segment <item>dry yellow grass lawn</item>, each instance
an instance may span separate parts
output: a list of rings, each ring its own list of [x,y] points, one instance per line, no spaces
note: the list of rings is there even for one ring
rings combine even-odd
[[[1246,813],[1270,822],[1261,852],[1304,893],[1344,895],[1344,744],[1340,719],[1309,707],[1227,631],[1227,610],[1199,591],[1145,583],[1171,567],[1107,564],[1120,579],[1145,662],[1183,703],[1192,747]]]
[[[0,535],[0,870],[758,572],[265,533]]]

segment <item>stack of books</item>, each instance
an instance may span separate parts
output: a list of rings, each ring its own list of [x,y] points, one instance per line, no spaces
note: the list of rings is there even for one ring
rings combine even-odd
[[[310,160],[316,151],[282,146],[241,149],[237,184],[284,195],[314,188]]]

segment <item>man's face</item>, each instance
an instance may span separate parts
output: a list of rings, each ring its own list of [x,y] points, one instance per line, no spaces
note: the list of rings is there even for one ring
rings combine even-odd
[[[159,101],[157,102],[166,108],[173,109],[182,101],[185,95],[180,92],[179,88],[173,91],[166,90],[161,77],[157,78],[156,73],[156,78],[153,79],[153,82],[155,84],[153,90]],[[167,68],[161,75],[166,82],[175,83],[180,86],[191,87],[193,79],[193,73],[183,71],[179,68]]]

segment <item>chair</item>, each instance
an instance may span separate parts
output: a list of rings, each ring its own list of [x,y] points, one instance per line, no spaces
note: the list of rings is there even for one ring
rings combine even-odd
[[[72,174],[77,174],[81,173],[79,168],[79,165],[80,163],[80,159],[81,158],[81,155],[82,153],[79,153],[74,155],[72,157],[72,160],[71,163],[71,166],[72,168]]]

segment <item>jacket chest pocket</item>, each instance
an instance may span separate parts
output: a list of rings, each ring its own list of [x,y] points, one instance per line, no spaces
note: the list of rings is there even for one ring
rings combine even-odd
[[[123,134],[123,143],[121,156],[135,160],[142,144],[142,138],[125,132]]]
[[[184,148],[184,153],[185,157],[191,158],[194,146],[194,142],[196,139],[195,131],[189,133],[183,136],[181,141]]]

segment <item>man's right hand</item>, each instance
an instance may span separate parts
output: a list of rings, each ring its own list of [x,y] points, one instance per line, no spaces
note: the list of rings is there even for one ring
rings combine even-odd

____

WORK REQUIRED -> Update all of the material above by replacing each "no spaces" with "without spaces" and leaving everything else unchanged.

FINAL RESULT ->
segment <item>dry yellow grass lawn</item>, each instance
an instance may span separate parts
output: a list of rings, each ring its own list of [x,y] points, one instance per line, without spaces
note: the list of rings is there even for one ring
rings combine even-odd
[[[1246,813],[1270,822],[1261,852],[1304,893],[1344,895],[1344,744],[1340,719],[1309,707],[1227,631],[1227,610],[1199,591],[1145,583],[1171,567],[1107,564],[1120,579],[1145,662],[1183,703],[1192,747]]]
[[[0,535],[0,870],[758,572],[265,533]]]

segment <item>stack of books</item>, each instance
an instance may span separate parts
output: a list of rings, each ring its own list of [x,y] points, one instance per line, without spaces
note: the list of rings is there even for one ring
rings combine even-odd
[[[310,160],[316,151],[282,146],[241,149],[237,184],[284,195],[314,188]]]

segment <item>man's face</item>, each instance
an instance may span separate parts
output: a list of rings, each ring its own list of [x,y] points, one instance per line, without spaces
note: the list of rings is there even for one ring
rings combine even-odd
[[[159,101],[157,102],[166,108],[173,109],[182,101],[185,95],[180,92],[179,88],[173,91],[166,90],[161,77],[157,78],[156,73],[156,78],[153,79],[153,82],[155,84],[153,90]],[[167,68],[161,75],[166,82],[175,83],[180,86],[191,87],[193,79],[193,73],[183,71],[179,68]]]

segment <item>chair</item>, each instance
an instance may span separate parts
output: a list of rings, each ring its own list of [x,y] points, one instance per line, without spaces
note: the list of rings is there even for one ring
rings combine even-odd
[[[72,174],[77,174],[81,173],[79,168],[79,165],[80,163],[80,159],[81,158],[81,155],[82,153],[79,153],[74,155],[72,157],[72,160],[71,163],[71,166],[72,168]]]

segment <item>jacket chest pocket</item>, each instance
an instance may span separate parts
output: a list of rings, each ring its own list of [x,y] points, one instance per line, without spaces
note: the list of rings is there even for one ring
rings combine even-odd
[[[123,134],[123,143],[121,156],[135,160],[142,144],[142,138],[125,132]]]
[[[184,148],[184,153],[185,157],[191,158],[194,146],[194,142],[196,139],[195,131],[189,133],[183,136],[181,141]]]

segment <item>man's right hand</item>, each instance
an instance may span separate parts
output: a list of rings, each ring its own list of [x,y] points, one instance per line, without spaces
note: the list of rings is there even for one ring
rings combine even-odd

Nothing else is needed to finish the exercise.